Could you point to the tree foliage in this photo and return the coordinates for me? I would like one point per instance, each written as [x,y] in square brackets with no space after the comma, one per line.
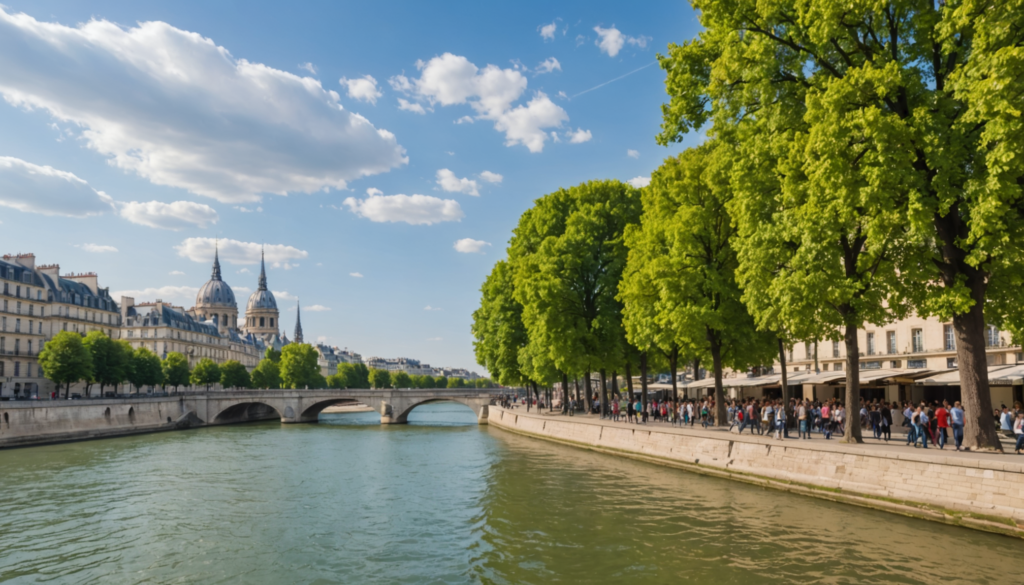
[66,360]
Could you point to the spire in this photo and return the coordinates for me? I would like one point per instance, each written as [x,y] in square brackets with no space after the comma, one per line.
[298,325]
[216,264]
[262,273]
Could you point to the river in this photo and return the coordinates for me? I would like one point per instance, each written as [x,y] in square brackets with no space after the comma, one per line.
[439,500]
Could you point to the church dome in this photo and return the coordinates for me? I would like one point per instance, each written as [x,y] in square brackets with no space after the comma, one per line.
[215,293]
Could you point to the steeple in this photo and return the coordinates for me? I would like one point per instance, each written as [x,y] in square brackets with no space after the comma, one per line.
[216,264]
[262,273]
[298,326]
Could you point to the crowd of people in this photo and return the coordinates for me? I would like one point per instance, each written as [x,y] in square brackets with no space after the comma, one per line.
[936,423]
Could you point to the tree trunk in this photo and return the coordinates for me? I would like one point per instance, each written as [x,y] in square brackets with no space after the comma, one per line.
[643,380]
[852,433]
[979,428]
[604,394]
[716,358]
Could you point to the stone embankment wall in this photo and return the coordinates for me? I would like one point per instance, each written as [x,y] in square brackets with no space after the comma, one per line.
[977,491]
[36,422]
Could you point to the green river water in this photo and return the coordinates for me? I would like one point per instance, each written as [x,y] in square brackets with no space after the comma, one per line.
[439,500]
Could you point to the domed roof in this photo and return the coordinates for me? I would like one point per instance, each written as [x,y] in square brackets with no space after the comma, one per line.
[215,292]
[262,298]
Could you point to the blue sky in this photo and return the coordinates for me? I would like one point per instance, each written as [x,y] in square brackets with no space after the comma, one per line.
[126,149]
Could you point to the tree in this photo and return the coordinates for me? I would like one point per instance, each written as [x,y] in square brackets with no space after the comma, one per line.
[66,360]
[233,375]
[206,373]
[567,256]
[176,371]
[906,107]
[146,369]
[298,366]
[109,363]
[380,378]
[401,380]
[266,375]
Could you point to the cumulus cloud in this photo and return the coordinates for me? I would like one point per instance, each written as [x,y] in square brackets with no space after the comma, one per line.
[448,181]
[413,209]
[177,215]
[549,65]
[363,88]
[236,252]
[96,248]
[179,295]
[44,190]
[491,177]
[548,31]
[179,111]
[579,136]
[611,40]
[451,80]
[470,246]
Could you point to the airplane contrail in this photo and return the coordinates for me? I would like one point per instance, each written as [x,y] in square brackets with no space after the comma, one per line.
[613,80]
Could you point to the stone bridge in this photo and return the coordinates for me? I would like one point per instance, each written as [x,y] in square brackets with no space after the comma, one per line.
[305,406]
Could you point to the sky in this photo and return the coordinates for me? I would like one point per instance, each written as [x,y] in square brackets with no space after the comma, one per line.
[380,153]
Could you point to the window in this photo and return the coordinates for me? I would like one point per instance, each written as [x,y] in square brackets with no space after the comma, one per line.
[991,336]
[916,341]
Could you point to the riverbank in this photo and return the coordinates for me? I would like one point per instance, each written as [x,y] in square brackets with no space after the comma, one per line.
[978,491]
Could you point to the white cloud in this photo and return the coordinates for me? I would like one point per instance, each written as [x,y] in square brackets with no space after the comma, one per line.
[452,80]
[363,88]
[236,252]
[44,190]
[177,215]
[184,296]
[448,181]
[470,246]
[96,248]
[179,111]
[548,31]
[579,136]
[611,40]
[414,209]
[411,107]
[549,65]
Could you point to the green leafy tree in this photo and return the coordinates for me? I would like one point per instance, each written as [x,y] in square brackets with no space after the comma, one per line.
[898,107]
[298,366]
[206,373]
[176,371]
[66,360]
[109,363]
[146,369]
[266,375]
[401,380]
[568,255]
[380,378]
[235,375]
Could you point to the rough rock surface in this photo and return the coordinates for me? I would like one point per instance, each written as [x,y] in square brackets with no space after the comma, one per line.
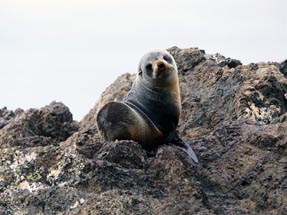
——————
▶ _WHAT THE TASK REQUIRES_:
Quote the material word for word, dropping any images it holds.

▶ _EXERCISE RESULT_:
Could you point to the tree foliage in this photo and return the coordinates for me? I would like one point per instance, each written as [x,y] in square brackets with no space after the comma, one per line.
[66,360]
Could you point to the spire in this photo and return the coordinates for me? I would like one point per instance, each written as [x,y] in square brackets with no space after the comma, one per line.
[298,325]
[216,264]
[262,273]
Could you point to the river in this photo and return the coordinates for me? I would like one point per instance, each written as [x,y] in square brackets with no space after the comma, one per line.
[439,500]
Could you point to the church dome in this photo and return the coordinates for me? I would like one point per instance, each written as [x,y] in square brackets with no space after the comma, one per line.
[215,293]
Could you point to the steeple in this photo and return the coordinates for me? I would like one point per instance, each written as [x,y] in square brackets with no space after the comma, one per line.
[216,264]
[262,273]
[298,326]
Could you point to the crowd of people in this photo and return the coordinates for me? I would like one point per instance, each written as [x,y] in square brackets with no space after the comma, one per line.
[936,423]
Could you point to the tree trunk in this photo and return the coordinates for me? I would like one point per instance, each written as [x,y] in square brackets with no space after the comma, one per line.
[643,380]
[852,433]
[979,428]
[604,394]
[716,358]
Could you point to the stone embankment wall in this photo and return the coordinates for me? I would like one point per instance, each written as [x,y] in square brackets with no space after the comma, one per line.
[977,491]
[36,422]
Could you point to the green river water in this photo and return the coordinates for me? I would like one point per instance, each written as [x,y] in square brackets with no space after the comma, one per line.
[439,500]
Could you point to the domed roof in this photo and return the coordinates for me? I would like one point per instance, each written as [x,y] in square brackets with no space after the comma, one per line.
[215,292]
[262,298]
Could you point to the blue sky in this photo and return the coordinates for me? I would like one point per instance, each written as [x,y] in square brackets with no space after the comma, one per line.
[126,149]
Could you point to the tree in this photo and return the coordinates for me? I would like one point per instance, each written as [x,y] in square brackets with no space after the comma, one per line.
[66,360]
[233,375]
[206,373]
[567,256]
[176,371]
[906,107]
[146,369]
[298,366]
[109,363]
[380,378]
[401,380]
[266,375]
Could you point to the cumulus cloud in this photo and return the coordinates for me? I would like one point per instance, each written as [x,y] in square brackets with no space after the comma, one per line.
[448,181]
[413,209]
[177,215]
[549,65]
[363,88]
[236,252]
[96,248]
[179,295]
[44,190]
[491,177]
[548,31]
[179,111]
[579,136]
[611,40]
[451,80]
[470,246]
Could you point to the airplane contrail in this photo and return the coordinates for me? I would like one point per instance, each written as [x,y] in square brackets with no space after the comma, one per line.
[613,80]
Could you point to the stone bridge in this photo and return the coordinates for me? I would like one point per instance, each written as [x,y] in square brackets with no space after the comma, one per line.
[305,406]
Could you point to the sky in this photo and return the coordinates for me? I would like one point per instance, each written as [x,y] in square brackets with no space after the comma, one per line.
[380,153]
Could you point to the window in this photo and return the coordinates for me? I would like one point per instance, each written as [x,y] in square brackets with no space after the comma, one per line.
[991,336]
[916,341]
Could you point to the riverbank in this photo and return the coordinates for me? I would like one point per instance, each written as [x,y] in square brackets with no space after the comma, one per line.
[978,491]
Could you point to the white cloud in this photo and return the coordinates for me? I would like one point per instance, each written as [x,y] in square brackets with no space after the comma, one per line.
[452,80]
[363,88]
[236,252]
[44,190]
[177,215]
[184,296]
[448,181]
[470,246]
[96,248]
[179,111]
[548,31]
[579,136]
[611,40]
[414,209]
[411,107]
[549,65]
Could you point to the green leafy tree in this photo and return the coordinates for me? I would like one point per instance, each written as [x,y] in square brackets with no space after the comma, one per line.
[898,107]
[298,366]
[206,373]
[176,371]
[66,360]
[109,363]
[146,369]
[266,375]
[401,380]
[568,255]
[380,378]
[235,375]
Could you point to the rough rock surface in this photo and return the coordinates for me? I would like one point per instance, each written as [x,y] in square brackets with no space after the comma, one per line.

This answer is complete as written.